**THE INPUT**
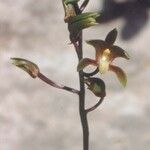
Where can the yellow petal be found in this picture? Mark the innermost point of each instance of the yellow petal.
(122, 77)
(85, 62)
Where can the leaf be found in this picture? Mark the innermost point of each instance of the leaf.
(85, 62)
(99, 46)
(111, 37)
(26, 65)
(120, 74)
(116, 51)
(84, 16)
(97, 86)
(77, 26)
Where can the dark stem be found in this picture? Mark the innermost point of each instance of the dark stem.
(82, 111)
(56, 85)
(95, 106)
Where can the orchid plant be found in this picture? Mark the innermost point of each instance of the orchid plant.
(106, 52)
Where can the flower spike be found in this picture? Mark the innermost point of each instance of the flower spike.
(111, 37)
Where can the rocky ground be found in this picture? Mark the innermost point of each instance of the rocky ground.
(34, 115)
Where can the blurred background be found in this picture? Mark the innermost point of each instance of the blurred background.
(34, 115)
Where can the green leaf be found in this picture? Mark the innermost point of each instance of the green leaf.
(83, 16)
(77, 26)
(122, 77)
(85, 62)
(26, 65)
(97, 86)
(116, 51)
(111, 37)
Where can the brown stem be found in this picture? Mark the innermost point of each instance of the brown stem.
(56, 85)
(82, 111)
(95, 106)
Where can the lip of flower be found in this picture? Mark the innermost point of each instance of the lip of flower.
(106, 52)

**GIVEN REQUEST**
Copy out, word for word, the lines starting at the one that contains "Where can the lip" and ending at the last line of the records.

**EXERCISE RESPONSE**
Where can the lip of flower be found in this picture? Mark the innermost point of each instance of the lip of flower.
(106, 52)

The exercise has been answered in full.